## Work order
Please transcribe the data exactly as shown, skipping the images.

## The records
^^^^^^^^
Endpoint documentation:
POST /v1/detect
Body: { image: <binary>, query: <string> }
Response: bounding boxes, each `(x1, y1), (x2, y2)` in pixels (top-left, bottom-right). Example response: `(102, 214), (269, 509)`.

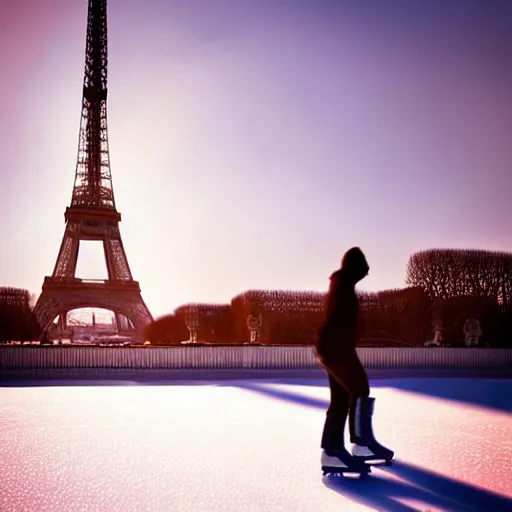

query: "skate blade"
(322, 466), (371, 479)
(364, 458), (393, 467)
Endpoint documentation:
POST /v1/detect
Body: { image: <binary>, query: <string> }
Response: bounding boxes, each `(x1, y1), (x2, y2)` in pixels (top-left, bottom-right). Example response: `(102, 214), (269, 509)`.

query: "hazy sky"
(1, 0), (511, 318)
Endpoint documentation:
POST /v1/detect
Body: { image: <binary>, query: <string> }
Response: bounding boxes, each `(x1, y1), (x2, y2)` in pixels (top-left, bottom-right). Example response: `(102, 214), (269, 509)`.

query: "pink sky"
(1, 0), (511, 318)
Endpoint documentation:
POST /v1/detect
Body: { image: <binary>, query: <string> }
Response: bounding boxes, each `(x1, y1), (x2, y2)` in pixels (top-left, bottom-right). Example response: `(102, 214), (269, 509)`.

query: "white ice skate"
(350, 397), (394, 466)
(321, 448), (371, 478)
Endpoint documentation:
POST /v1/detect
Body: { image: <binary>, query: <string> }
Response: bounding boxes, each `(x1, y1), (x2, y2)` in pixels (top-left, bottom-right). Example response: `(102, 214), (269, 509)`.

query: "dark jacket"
(316, 248), (369, 360)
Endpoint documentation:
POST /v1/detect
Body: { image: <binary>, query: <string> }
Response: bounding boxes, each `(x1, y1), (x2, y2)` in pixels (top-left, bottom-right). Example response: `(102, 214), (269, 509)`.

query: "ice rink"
(1, 372), (511, 512)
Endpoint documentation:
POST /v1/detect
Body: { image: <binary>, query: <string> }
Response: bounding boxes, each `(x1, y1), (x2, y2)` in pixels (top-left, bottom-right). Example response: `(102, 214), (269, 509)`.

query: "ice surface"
(0, 375), (511, 512)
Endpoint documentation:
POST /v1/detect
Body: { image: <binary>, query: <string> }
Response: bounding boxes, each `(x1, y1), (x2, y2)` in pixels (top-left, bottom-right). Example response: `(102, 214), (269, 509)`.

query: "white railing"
(0, 346), (511, 370)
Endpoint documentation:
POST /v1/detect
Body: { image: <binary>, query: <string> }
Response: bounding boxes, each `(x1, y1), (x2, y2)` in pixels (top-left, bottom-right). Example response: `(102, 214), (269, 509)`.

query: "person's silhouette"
(316, 247), (394, 476)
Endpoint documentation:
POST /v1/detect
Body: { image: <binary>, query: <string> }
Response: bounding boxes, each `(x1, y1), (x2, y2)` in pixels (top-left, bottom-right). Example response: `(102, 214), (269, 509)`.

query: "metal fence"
(0, 346), (511, 370)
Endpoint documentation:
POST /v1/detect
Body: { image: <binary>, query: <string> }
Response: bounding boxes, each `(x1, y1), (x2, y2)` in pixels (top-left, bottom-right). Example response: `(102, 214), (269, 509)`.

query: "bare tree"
(0, 287), (41, 342)
(406, 249), (512, 303)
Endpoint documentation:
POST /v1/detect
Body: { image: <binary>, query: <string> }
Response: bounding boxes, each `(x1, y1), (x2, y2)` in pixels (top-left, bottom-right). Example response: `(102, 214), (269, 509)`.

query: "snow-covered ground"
(0, 374), (511, 512)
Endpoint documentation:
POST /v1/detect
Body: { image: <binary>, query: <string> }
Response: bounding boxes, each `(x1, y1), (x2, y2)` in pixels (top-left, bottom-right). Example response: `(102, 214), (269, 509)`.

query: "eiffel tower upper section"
(71, 0), (116, 213)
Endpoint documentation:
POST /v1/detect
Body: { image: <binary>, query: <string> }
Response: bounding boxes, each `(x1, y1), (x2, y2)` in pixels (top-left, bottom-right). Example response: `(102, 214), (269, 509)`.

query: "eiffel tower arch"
(34, 0), (152, 340)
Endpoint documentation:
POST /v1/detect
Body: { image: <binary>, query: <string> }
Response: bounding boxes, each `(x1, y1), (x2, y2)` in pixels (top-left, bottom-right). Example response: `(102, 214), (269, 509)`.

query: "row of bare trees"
(144, 249), (512, 347)
(406, 249), (512, 305)
(405, 249), (512, 345)
(143, 288), (434, 346)
(0, 287), (40, 343)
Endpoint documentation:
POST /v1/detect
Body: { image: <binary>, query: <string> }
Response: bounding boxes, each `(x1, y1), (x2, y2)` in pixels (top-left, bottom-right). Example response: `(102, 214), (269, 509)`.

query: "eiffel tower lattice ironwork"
(34, 0), (152, 339)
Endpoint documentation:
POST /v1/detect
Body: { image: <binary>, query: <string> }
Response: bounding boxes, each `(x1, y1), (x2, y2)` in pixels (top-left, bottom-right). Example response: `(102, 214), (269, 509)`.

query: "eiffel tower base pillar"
(34, 278), (152, 343)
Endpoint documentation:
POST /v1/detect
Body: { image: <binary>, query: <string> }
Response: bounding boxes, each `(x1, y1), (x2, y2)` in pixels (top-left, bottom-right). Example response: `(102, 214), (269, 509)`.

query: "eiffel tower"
(34, 0), (153, 340)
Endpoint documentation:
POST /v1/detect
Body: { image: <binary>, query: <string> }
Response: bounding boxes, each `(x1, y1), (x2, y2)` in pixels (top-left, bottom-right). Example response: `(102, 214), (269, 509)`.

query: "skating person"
(315, 247), (394, 476)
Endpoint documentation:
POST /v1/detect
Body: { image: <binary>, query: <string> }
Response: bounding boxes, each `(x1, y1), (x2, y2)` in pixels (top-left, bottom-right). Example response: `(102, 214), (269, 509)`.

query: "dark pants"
(319, 350), (370, 452)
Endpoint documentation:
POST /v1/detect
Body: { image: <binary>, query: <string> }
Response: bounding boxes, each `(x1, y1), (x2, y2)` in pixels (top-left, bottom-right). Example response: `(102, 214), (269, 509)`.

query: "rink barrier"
(0, 346), (511, 370)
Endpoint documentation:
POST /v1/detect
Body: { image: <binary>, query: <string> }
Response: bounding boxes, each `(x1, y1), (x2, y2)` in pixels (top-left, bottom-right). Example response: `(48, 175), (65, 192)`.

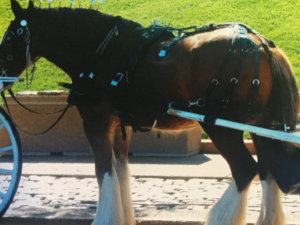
^^^^^^^^
## Task result
Endpoint documentation:
POST /v1/detect
Body: { image: <binary>, query: <string> }
Response: bounding boxes, each `(x1, y1), (x2, y2)` in pixels (top-left, bottom-right). Example response: `(102, 214), (269, 509)`.


query: "skate blade"
(322, 466), (371, 479)
(364, 458), (393, 467)
Endpoint documentation:
POST /v1/detect
Body: { image: <binary>, query: <string> }
Response: bounding boxes, each `(x1, y1), (x2, y2)` in pixels (top-left, bottom-right). Example response: `(102, 214), (269, 509)`.

query: "hazy sky"
(1, 0), (511, 318)
Endpoint documentation:
POST /v1/detect
Body: { image: <binary>, query: <string> }
Response: bounding boxes, each `(x1, y1), (x2, y2)` in pixels (top-left, bottom-right). Example response: `(102, 214), (269, 509)`.

query: "pink sky"
(1, 0), (511, 318)
Endpoint documentation:
POST /v1/detect
Body: { image: <binary>, query: <string> }
Response: bounding boxes, each `(x1, y1), (x2, y2)` in pixels (top-left, bottom-right). Example response: `(102, 214), (269, 509)`.

query: "white ice skate"
(350, 397), (394, 466)
(321, 448), (371, 478)
Endpoint documentation:
POST /v1/detect
Body: { image: <binary>, query: <string> }
Response: bounding boxes, each `(x1, y1), (x2, y2)` in pixels (top-left, bottom-right). Example response: `(102, 214), (269, 509)`.

query: "dark jacket"
(316, 248), (369, 360)
Endpoint documentation:
POST /v1/detect
Body: { image: <binary>, query: <string> }
Response: bounding boxes, each `(x1, y1), (x2, y2)` in pixels (top-left, bottom-right). Example response: `(102, 214), (269, 509)`.

query: "ice rink"
(1, 372), (511, 512)
Endpoint documentation:
POST /v1/detect
Body: { image: <binary>, query: <string> }
Response: bounding boxes, each `(x1, y1), (x2, y2)` in pixels (top-left, bottom-right). Example response: `(102, 214), (269, 509)`.

query: "ice surface"
(0, 375), (511, 512)
Endpoint documentation:
POST /v1/detect
Body: { image: <binary>, query: <string> }
Response: bounding boxes, each `(x1, y1), (x2, y2)` in pixels (top-left, bottom-right). Example response: `(102, 214), (269, 509)`.

query: "white railing"
(0, 346), (511, 370)
Endpoint documentation:
POST /v1/detect
Body: { image: <binary>, query: <string> }
Response: bounding boxes, each `(x1, y1), (x2, y2)` in pixels (top-left, bottom-right). Example response: `(102, 214), (269, 509)`.

query: "person's silhouette"
(316, 247), (394, 476)
Endpoint documentation:
POST /v1/detect
Body: { image: <binary>, query: <string> }
Response: bounding boxes, each `(x1, y1), (x2, y2)` in pixels (top-left, bottom-right). Example response: `(102, 214), (269, 509)`.

query: "metal fence"
(0, 346), (511, 370)
Endpoint documentation:
POST /v1/detect
Body: { image: <binary>, query: <string> }
Response: bounding boxes, each `(x1, y1), (x2, y2)` in pixels (top-left, bottom-right). Example response: `(102, 214), (269, 509)`.

query: "bare tree"
(0, 287), (41, 342)
(406, 249), (512, 303)
Endpoint documentation:
POST /v1/detect
Body: { image: <binary>, query: <string> }
Response: bounding boxes, each `(x1, y1), (x2, y2)` in pixels (top-left, bottom-right). Example response: `(102, 214), (269, 509)`.

query: "snow-covered ground"
(0, 374), (511, 512)
Endpoint documentation:
POST /v1/detect
Body: { image: <binary>, query: <string> }
Response: bounding boxes, each `(x1, y1), (x2, y2)` in pixels (top-left, bottom-right). Example response: `(102, 214), (269, 509)`.

query: "eiffel tower upper section"
(71, 0), (116, 213)
Endpoint documentation:
POST /v1/detect
Body: { image: <binary>, query: <string> }
Response: bounding boxes, each `(x1, y1), (x2, y2)` in pixels (top-left, bottom-right). Example response: `(102, 214), (269, 509)`.

query: "eiffel tower arch"
(34, 0), (152, 340)
Endpoint documentation:
POST /v1/detect
Body: { image: <binary>, query: <string> }
Response: bounding boxes, each `(x1, y1), (x2, y2)` in pixels (top-left, bottom-right). Example response: `(102, 214), (269, 509)`.

query: "row of bare trees"
(144, 249), (512, 347)
(406, 249), (512, 305)
(405, 249), (512, 345)
(143, 288), (434, 346)
(0, 287), (40, 343)
Endpoint documentation:
POST /v1/detect
Body: { image: <binary>, query: <string> }
Response: bounding boxes, each `(x1, y1), (x2, y2)` in pixels (top-left, bottom-right). Example response: `(102, 214), (269, 509)`.

query: "eiffel tower lattice ironwork"
(34, 0), (152, 339)
Endpoint documentation:
POST /v1/detect
Body: { image: <binary>, query: <string> }
Response: bounding boxes, each `(x1, y1), (x2, y2)` in pixels (top-left, bottom-right). Example response: `(102, 214), (269, 509)`.

query: "eiffel tower base pillar"
(34, 278), (152, 343)
Endpoint documentation:
POST /v1/detect
Body: { image: <binary>, query: <string> }
Response: bounding boxes, each `(x1, y1), (x2, y2)` in pixels (top-left, bottom-right). Example response: `(102, 214), (269, 509)`.

query: "eiffel tower"
(34, 0), (153, 340)
Endpoint documentation:
POST /v1/detect
Body: { image: <binary>, query: <string> }
Response: bounding boxes, each `(x1, y1), (x2, y2)` in pixels (top-left, bottom-right). Example response: `(102, 214), (269, 509)`.

query: "skating person"
(315, 247), (394, 476)
Endpoint documentation:
POST /v1/detect
Body: { image: <binary>, query: <string> }
Response: bounding boxes, each `(x1, y1), (x2, y2)` in pixels (top-left, bottom-right). Example response: `(102, 214), (269, 509)`.

query: "dark pants"
(319, 350), (370, 452)
Endpoint documentation:
POST /v1/detect
Body: { image: <binary>, query: <string> }
Response: bounding boxes, each `(x1, y1), (x2, y2)` in pixels (top-left, bottom-right). Example response: `(102, 214), (269, 509)`.

query: "rink barrier"
(0, 346), (511, 370)
Endpoint documentation:
POST /v1/detect
Body: { image: <binary>, query: <string> }
Response: bounding boxes, each `(x1, y1), (x2, y2)` in pixels (top-left, bottom-right). Example response: `(48, 175), (65, 192)`.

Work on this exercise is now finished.